====== EXCERPT PROVIDED
Ohio paying for DNA tests on felons from victims' fund



The Associated Press

COLUMBUS - The Ohio attorney general's office said it is using money from the state's Crime Victims Compensation Fund to pay for analysis of more than 19,000 DNA samples from convicted felons.

The samples have been accumulating in a vault. The office decided to dip into the fund for $571,000 to process the samples after waiting for promised federal funding that was expected in June but never showed up, said Kim Norris, spokeswoman for Attorney General Jim Petro.

The state has contracted with out-of-state labs for the processing

The contracts require the private labs to process and return most of the samples within 30 days so profiles can be entered into state and national databases.

The FBI's Combined DNA Index System allows local, state and federal crime labs to exchange and compare DNA profiles. Prison inmates convicted of serious felonies, such as murder or sex crimes, must give a sample.
============
====== RECORDS SUPPLIED
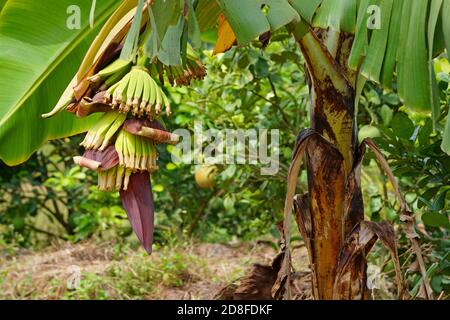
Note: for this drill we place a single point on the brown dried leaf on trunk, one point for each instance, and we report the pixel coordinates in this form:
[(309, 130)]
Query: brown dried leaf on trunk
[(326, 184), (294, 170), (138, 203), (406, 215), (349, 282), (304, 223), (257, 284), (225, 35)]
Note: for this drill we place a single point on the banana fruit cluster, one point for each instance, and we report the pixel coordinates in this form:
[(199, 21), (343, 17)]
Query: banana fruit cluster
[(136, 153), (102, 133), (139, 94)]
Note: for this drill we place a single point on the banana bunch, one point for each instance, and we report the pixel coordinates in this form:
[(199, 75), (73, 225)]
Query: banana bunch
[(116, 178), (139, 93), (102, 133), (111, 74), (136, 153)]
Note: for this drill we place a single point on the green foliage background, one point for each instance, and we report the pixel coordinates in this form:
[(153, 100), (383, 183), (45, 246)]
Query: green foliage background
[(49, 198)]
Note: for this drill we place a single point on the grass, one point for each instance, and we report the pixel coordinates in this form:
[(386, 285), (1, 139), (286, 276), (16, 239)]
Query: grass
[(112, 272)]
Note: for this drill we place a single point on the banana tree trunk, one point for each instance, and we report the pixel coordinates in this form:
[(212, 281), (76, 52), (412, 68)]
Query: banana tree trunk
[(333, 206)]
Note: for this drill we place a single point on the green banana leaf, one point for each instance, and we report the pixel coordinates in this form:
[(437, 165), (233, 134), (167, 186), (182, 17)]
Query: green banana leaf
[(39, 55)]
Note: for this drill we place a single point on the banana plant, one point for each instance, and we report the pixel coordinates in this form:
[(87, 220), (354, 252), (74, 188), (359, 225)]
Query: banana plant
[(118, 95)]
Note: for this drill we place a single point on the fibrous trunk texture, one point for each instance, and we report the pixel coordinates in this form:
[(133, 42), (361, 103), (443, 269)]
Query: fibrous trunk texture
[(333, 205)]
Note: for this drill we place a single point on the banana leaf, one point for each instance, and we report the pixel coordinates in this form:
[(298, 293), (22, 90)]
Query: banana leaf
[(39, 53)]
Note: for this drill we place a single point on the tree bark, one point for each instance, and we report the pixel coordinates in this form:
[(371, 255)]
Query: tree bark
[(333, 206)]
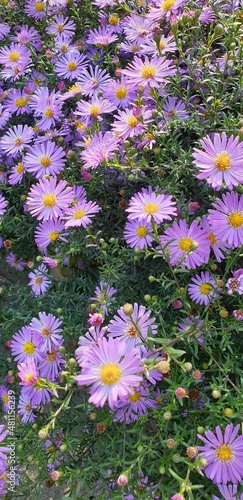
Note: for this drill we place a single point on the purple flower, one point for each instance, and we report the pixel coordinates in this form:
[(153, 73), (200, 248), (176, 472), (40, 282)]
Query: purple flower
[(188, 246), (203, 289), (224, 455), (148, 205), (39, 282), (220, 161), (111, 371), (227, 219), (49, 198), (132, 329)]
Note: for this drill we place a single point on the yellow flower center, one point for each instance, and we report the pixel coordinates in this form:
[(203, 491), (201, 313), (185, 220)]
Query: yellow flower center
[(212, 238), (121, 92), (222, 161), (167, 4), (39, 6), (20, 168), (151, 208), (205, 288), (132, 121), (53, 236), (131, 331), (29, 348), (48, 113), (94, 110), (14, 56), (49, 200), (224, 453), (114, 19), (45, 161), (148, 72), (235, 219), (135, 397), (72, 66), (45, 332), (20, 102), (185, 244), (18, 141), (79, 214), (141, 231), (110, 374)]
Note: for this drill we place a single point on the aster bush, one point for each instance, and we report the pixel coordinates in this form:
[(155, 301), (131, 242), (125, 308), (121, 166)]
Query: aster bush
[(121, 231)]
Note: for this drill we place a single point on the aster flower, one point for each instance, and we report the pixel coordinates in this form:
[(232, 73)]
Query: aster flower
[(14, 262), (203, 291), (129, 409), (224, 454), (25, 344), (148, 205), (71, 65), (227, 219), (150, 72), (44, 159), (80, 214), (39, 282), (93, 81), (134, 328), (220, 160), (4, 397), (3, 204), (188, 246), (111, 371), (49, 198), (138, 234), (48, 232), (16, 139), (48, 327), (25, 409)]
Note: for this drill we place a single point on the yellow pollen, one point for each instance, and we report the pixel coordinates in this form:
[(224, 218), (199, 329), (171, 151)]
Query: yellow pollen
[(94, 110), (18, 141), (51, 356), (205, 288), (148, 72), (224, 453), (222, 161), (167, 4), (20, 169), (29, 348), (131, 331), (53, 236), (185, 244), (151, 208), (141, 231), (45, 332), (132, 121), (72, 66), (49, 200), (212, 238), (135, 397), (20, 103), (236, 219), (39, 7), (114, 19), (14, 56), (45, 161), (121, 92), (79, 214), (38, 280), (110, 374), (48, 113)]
============
====== RECORDS SUPPLIED
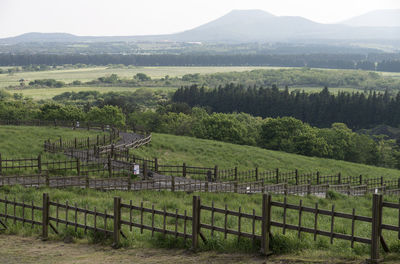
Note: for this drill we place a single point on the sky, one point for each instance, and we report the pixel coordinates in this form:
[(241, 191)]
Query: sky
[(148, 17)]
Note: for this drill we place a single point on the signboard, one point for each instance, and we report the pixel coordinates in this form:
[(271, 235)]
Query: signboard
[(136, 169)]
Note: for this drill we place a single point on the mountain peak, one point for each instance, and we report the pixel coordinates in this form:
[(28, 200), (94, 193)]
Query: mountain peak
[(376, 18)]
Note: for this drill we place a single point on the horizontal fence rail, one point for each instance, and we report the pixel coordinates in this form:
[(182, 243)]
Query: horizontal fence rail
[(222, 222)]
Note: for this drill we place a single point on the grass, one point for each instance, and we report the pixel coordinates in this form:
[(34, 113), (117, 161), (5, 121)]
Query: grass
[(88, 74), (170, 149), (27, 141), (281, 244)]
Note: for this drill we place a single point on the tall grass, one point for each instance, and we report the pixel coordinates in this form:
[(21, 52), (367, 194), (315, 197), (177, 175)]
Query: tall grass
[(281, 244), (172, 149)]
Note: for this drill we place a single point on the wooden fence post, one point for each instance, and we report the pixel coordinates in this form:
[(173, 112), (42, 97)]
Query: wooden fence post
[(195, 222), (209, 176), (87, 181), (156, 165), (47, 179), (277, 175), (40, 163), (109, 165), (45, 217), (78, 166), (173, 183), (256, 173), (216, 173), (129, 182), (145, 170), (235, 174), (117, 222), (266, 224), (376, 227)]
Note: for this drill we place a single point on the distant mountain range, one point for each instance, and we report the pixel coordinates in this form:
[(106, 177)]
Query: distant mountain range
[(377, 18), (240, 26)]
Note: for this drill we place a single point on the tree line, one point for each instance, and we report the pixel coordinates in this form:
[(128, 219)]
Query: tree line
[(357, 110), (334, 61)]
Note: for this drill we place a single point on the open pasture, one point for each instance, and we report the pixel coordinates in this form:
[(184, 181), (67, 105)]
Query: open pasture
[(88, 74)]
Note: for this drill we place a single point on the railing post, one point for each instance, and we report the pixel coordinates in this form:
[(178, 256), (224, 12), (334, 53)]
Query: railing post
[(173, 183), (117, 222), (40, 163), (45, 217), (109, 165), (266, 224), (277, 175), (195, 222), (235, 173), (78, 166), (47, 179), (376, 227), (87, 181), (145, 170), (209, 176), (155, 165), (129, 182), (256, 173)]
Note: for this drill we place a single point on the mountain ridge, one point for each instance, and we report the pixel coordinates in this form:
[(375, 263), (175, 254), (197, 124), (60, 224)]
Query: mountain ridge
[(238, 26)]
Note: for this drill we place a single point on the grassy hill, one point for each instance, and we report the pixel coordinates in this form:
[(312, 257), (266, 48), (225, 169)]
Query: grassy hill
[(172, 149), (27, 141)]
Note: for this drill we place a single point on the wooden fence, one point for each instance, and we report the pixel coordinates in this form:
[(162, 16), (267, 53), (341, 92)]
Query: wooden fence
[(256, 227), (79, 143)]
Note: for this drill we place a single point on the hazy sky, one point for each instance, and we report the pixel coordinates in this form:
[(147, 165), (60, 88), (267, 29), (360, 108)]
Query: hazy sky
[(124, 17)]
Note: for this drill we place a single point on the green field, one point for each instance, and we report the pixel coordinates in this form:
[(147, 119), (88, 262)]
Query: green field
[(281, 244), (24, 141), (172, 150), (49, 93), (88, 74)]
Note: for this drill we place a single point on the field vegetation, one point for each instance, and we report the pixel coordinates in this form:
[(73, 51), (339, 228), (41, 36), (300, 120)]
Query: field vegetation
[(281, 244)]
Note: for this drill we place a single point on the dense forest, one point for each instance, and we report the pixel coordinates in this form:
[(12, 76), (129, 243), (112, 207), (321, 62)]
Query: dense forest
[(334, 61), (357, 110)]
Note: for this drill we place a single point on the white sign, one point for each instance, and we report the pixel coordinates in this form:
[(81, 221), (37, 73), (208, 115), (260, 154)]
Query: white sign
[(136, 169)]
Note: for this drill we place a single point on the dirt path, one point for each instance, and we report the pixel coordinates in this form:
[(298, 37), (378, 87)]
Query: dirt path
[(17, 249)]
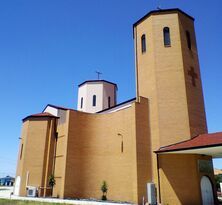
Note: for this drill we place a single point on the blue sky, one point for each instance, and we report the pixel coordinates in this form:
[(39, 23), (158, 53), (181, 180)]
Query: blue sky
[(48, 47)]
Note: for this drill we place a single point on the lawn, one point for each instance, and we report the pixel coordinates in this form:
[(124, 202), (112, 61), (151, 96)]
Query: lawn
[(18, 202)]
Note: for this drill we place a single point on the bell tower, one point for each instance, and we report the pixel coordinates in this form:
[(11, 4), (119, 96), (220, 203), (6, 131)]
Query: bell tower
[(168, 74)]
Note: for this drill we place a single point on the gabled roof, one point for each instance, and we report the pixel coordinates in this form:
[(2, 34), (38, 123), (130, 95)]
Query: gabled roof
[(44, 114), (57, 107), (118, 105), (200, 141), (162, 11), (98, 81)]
============
====== RECORDS SUPPLIED
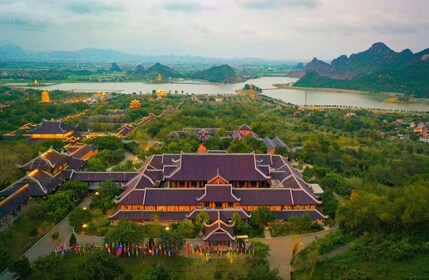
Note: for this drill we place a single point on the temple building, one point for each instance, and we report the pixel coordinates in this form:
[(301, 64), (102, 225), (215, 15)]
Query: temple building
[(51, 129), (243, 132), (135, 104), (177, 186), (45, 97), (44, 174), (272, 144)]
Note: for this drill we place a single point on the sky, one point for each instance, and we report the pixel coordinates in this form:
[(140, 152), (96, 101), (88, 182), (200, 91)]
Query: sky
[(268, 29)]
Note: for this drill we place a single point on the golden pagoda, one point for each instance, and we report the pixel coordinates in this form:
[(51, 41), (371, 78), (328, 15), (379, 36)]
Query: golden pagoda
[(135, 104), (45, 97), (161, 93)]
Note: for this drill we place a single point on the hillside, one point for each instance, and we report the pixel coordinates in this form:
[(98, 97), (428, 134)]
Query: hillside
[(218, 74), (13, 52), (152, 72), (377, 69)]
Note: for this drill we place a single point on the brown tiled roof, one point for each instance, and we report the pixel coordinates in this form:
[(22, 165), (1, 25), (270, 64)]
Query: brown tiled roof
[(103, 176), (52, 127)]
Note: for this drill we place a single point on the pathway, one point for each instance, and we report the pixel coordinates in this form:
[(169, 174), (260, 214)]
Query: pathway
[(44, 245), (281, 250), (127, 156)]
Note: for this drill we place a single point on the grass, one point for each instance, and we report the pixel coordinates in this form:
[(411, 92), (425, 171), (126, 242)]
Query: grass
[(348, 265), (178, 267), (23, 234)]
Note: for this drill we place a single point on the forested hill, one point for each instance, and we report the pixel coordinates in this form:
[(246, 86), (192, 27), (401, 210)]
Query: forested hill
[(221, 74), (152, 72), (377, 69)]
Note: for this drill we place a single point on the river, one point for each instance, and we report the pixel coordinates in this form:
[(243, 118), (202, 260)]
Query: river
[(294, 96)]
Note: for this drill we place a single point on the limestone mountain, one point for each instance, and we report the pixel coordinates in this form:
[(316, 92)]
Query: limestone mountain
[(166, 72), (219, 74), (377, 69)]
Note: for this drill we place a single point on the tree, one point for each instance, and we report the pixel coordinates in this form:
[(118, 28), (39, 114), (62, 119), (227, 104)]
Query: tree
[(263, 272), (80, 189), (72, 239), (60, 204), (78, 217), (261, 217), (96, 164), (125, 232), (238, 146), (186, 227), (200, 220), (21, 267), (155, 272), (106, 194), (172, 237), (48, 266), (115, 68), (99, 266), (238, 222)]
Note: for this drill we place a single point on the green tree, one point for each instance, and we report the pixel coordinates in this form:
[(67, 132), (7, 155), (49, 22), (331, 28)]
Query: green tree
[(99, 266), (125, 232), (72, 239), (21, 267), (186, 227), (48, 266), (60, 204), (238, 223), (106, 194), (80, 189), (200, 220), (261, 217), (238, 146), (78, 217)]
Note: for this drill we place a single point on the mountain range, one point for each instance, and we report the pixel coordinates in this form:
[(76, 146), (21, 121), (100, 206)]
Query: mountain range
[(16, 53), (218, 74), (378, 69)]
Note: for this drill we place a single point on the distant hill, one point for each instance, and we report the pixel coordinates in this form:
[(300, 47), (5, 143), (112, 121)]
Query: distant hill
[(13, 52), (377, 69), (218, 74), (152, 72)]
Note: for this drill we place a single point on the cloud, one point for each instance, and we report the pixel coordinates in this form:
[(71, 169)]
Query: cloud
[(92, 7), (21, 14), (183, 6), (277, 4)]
============
TASKS TO COMPLETE:
a – According to the article on Ohio's DNA tests, why did the attorney general's office use the Crime Victims Compensation Fund to process the samples? Answer in one to three sentences.
b – In the article on Ohio's DNA tests, how many samples from convicted felons are to be analyzed?
c – Transcribe the article on Ohio's DNA tests, starting at "The Associated Press" and ending at "and national databases.".

ANSWERS FOR THIS EXERCISE:
a – The office had been waiting for promised federal funding that was expected in June, but that money never arrived. It therefore took $571,000 from the fund to process the samples.

b – More than 19,000 DNA samples.

c –
The Associated Press

COLUMBUS - The Ohio attorney general's office said it is using money from the state's Crime Victims Compensation Fund to pay for analysis of more than 19,000 DNA samples from convicted felons.

The samples have been accumulating in a vault. The office decided to dip into the fund for $571,000 to process the samples after waiting for promised federal funding that was expected in June but never showed up, said Kim Norris, spokeswoman for Attorney General Jim Petro.

The state has contracted with out-of-state labs for the processing

The contracts require the private labs to process and return most of the samples within 30 days so profiles can be entered into state and national databases.